- _Task details_: Count the lines in the entries below that contain the word "windshield", and reply with only that number.

- _Data rows_:
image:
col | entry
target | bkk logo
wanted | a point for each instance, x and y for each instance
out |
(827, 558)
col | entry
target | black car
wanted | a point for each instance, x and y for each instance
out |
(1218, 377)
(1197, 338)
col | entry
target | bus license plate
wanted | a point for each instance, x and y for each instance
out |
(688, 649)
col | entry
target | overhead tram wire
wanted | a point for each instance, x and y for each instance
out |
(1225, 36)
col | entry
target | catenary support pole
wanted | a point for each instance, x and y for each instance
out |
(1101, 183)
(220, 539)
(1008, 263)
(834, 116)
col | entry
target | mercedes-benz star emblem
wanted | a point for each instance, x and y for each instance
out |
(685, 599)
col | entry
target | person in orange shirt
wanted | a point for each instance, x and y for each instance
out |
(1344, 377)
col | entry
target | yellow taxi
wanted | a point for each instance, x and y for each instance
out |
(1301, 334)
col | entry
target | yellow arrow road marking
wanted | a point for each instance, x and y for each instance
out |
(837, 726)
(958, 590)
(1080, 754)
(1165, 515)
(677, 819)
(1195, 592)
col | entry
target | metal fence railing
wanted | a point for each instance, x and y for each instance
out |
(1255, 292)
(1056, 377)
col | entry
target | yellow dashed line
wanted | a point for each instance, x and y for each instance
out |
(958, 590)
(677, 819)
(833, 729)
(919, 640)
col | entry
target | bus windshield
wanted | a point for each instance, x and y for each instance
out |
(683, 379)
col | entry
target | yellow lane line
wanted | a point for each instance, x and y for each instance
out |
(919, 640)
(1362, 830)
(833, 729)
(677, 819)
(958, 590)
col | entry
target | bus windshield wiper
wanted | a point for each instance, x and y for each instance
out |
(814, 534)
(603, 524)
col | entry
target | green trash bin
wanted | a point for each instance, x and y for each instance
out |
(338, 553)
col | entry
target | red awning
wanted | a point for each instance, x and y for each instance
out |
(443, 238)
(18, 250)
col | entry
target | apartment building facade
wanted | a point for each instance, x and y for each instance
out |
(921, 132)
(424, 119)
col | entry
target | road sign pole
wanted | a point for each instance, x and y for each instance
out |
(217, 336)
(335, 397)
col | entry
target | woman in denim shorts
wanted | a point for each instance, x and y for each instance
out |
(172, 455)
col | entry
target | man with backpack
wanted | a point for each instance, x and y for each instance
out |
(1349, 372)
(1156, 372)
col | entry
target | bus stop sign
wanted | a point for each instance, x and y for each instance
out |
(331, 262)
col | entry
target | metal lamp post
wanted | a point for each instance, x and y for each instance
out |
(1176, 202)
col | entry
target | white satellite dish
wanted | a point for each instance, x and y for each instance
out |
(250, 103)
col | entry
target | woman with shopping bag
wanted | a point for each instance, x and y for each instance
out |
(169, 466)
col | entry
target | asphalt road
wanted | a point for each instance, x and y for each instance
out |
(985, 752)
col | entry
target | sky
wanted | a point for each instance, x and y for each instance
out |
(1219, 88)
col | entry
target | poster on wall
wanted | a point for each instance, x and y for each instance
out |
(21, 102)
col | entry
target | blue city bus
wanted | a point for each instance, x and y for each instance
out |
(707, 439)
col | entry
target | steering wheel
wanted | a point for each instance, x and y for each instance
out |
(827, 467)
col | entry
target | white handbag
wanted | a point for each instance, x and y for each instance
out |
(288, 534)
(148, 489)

- _Answer to the exercise_: 2